> What you will do: From the first line of the listing below, retype each line up to and including the one with "Query: two-car garage door"; pictures stay out.

> Supplied records:
►

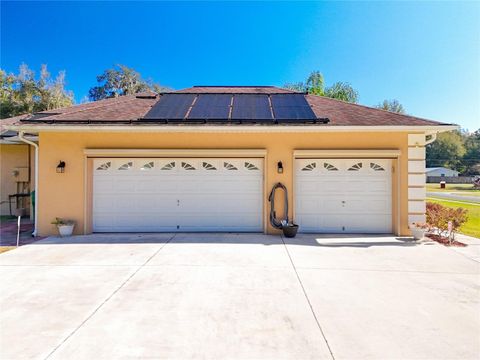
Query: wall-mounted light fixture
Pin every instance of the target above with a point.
(280, 167)
(61, 167)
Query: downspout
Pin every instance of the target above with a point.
(432, 139)
(21, 137)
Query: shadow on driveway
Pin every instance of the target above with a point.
(318, 240)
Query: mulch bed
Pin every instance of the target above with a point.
(444, 241)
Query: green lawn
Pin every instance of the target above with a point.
(472, 226)
(460, 189)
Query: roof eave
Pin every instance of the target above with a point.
(427, 129)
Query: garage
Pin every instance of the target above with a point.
(177, 194)
(343, 195)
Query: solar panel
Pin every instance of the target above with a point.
(211, 107)
(251, 107)
(291, 107)
(170, 106)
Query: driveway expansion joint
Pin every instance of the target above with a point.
(109, 297)
(308, 300)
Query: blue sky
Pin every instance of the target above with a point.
(425, 54)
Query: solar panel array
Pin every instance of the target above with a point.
(235, 108)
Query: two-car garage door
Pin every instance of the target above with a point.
(177, 194)
(344, 195)
(227, 194)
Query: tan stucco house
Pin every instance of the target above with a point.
(16, 165)
(206, 158)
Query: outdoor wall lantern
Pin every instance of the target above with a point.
(61, 167)
(280, 167)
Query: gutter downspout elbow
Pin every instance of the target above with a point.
(22, 138)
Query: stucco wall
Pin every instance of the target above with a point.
(63, 195)
(11, 157)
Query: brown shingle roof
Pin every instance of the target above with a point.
(132, 107)
(342, 113)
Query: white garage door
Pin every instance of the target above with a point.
(150, 195)
(344, 196)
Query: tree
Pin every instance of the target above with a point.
(315, 84)
(342, 91)
(23, 93)
(447, 151)
(391, 105)
(121, 80)
(471, 159)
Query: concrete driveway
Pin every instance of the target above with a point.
(238, 296)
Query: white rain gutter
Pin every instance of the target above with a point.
(21, 138)
(428, 129)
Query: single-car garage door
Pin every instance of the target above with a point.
(150, 195)
(344, 195)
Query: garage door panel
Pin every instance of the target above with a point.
(333, 195)
(178, 195)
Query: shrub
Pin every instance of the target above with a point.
(438, 217)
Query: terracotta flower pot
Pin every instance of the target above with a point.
(418, 233)
(65, 230)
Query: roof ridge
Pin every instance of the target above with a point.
(374, 108)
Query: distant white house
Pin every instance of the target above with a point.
(443, 172)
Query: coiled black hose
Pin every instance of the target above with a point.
(273, 219)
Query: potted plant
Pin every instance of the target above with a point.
(64, 226)
(418, 230)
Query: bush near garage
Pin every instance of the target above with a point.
(438, 217)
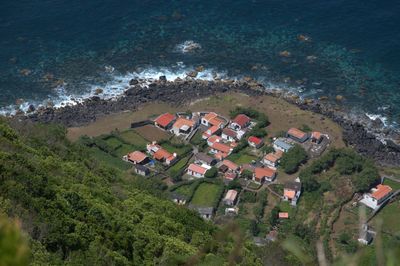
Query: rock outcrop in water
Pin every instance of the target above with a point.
(355, 133)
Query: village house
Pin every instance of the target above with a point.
(230, 197)
(178, 198)
(291, 192)
(183, 126)
(203, 158)
(165, 121)
(297, 135)
(221, 150)
(281, 145)
(231, 165)
(161, 154)
(196, 170)
(213, 139)
(213, 130)
(211, 119)
(205, 212)
(240, 122)
(263, 174)
(229, 135)
(376, 196)
(272, 159)
(255, 142)
(141, 170)
(316, 137)
(283, 215)
(136, 157)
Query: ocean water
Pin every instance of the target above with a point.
(57, 49)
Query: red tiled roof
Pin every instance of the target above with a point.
(229, 132)
(255, 140)
(231, 165)
(297, 133)
(271, 157)
(137, 156)
(197, 169)
(283, 215)
(161, 154)
(221, 147)
(381, 191)
(316, 135)
(264, 172)
(241, 120)
(165, 119)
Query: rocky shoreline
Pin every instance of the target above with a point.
(366, 136)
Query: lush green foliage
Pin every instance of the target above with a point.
(77, 210)
(292, 159)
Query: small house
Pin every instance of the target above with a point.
(141, 170)
(272, 159)
(264, 174)
(213, 139)
(255, 142)
(231, 165)
(282, 145)
(297, 135)
(165, 121)
(220, 148)
(196, 170)
(205, 159)
(183, 126)
(240, 122)
(291, 192)
(230, 197)
(377, 196)
(178, 198)
(137, 157)
(316, 137)
(229, 135)
(213, 130)
(283, 215)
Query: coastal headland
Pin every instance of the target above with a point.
(366, 136)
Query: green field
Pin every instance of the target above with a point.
(112, 142)
(393, 184)
(110, 160)
(134, 138)
(389, 216)
(205, 195)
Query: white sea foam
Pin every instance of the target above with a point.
(115, 86)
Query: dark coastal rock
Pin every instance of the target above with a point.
(180, 91)
(133, 82)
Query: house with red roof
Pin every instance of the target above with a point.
(316, 137)
(377, 196)
(165, 121)
(297, 135)
(240, 122)
(255, 142)
(229, 135)
(136, 157)
(196, 170)
(264, 174)
(213, 130)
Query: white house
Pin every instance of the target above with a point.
(376, 196)
(196, 170)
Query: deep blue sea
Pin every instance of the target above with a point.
(58, 49)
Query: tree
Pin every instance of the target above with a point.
(292, 159)
(211, 173)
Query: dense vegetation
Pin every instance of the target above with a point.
(81, 212)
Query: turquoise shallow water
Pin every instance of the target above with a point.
(353, 47)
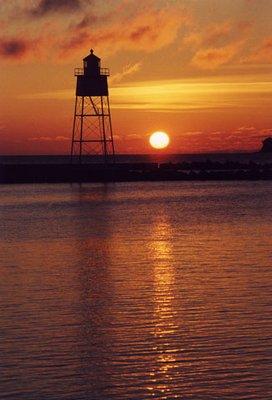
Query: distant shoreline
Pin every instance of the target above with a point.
(137, 171)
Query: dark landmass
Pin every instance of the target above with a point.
(121, 172)
(267, 145)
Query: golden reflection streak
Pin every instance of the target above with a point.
(164, 312)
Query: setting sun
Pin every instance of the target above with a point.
(159, 140)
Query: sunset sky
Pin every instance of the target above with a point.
(200, 70)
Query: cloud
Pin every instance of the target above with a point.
(213, 57)
(127, 70)
(48, 139)
(134, 32)
(46, 7)
(13, 48)
(261, 54)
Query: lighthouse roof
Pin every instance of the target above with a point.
(91, 56)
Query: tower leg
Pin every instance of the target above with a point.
(92, 129)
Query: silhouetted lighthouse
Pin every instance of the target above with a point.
(92, 128)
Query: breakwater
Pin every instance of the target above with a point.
(120, 172)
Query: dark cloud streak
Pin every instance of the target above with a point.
(47, 7)
(13, 48)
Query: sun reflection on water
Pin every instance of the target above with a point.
(165, 325)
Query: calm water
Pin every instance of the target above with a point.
(136, 291)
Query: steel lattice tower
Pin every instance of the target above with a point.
(92, 127)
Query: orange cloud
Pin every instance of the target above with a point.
(138, 32)
(262, 54)
(213, 57)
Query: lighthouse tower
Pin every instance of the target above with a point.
(92, 128)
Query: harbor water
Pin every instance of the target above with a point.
(148, 290)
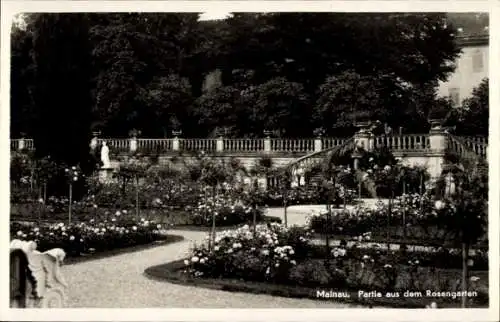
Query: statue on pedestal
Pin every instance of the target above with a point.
(105, 156)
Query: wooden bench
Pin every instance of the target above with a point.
(35, 277)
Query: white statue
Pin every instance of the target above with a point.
(50, 287)
(105, 156)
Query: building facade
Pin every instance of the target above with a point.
(471, 68)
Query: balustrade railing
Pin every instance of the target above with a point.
(120, 145)
(198, 144)
(158, 145)
(292, 145)
(467, 148)
(243, 145)
(22, 144)
(409, 142)
(328, 143)
(403, 143)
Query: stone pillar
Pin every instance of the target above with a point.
(364, 138)
(356, 156)
(21, 145)
(133, 144)
(93, 144)
(295, 178)
(438, 141)
(220, 144)
(318, 144)
(267, 145)
(176, 140)
(176, 144)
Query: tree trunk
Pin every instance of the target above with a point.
(285, 214)
(70, 202)
(213, 219)
(465, 272)
(137, 197)
(404, 212)
(254, 220)
(327, 231)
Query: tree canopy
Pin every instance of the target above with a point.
(285, 72)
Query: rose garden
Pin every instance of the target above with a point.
(368, 223)
(272, 159)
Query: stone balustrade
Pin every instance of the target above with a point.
(35, 277)
(412, 142)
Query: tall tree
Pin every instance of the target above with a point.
(61, 52)
(22, 109)
(472, 118)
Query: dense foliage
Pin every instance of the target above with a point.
(288, 72)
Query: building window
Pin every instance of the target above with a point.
(477, 61)
(454, 94)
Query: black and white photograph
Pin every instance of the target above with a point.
(265, 159)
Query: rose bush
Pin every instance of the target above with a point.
(227, 210)
(266, 254)
(89, 237)
(410, 217)
(309, 195)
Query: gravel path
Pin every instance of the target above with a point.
(118, 281)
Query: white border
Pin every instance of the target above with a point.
(9, 8)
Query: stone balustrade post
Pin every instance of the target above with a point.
(133, 144)
(219, 144)
(318, 144)
(21, 145)
(438, 141)
(364, 138)
(93, 144)
(175, 144)
(267, 145)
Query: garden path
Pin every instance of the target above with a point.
(118, 282)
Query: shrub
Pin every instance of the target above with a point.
(263, 255)
(88, 237)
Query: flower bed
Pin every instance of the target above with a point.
(311, 195)
(276, 260)
(413, 218)
(89, 237)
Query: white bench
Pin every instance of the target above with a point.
(35, 277)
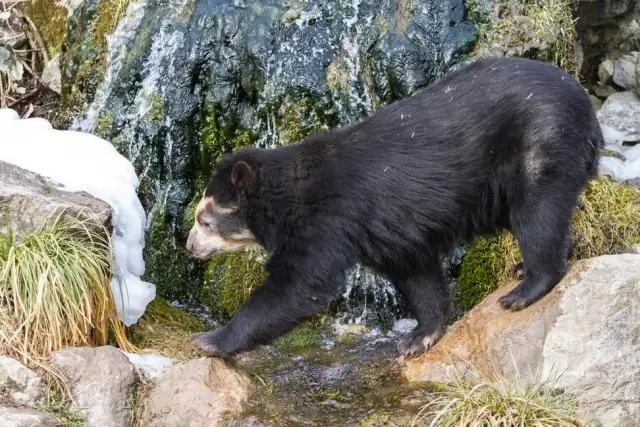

◄

> Exercise result:
Query: wall-mounted light fixture
Pin every instance of the target above with a point.
(280, 167)
(61, 167)
Query: downspout
Pin every instance of the target above with a point.
(432, 139)
(21, 137)
Query: shadow on driveway
Pin every instance of the target above with a point.
(318, 240)
Query: mulch bed
Pin every instance of the target above with a point.
(444, 241)
Query: green lawn
Pin every instance of the target above with a point.
(472, 226)
(460, 189)
Query: roof eave
Pin every instance of the target above with a point.
(427, 129)
Query: garage
Pin every instance of the target above with a point.
(177, 194)
(343, 195)
Query: solar panel
Pin every instance of the target above with a point.
(211, 107)
(251, 107)
(291, 107)
(170, 106)
Query: driveway expansion joint
Pin every instance of the target above with a point.
(109, 297)
(308, 300)
Query: blue sky
Pin every instance of the target above with a point.
(425, 54)
Query: solar panel array
Pin every instance of the target above with a point.
(235, 108)
Query: two-car garage door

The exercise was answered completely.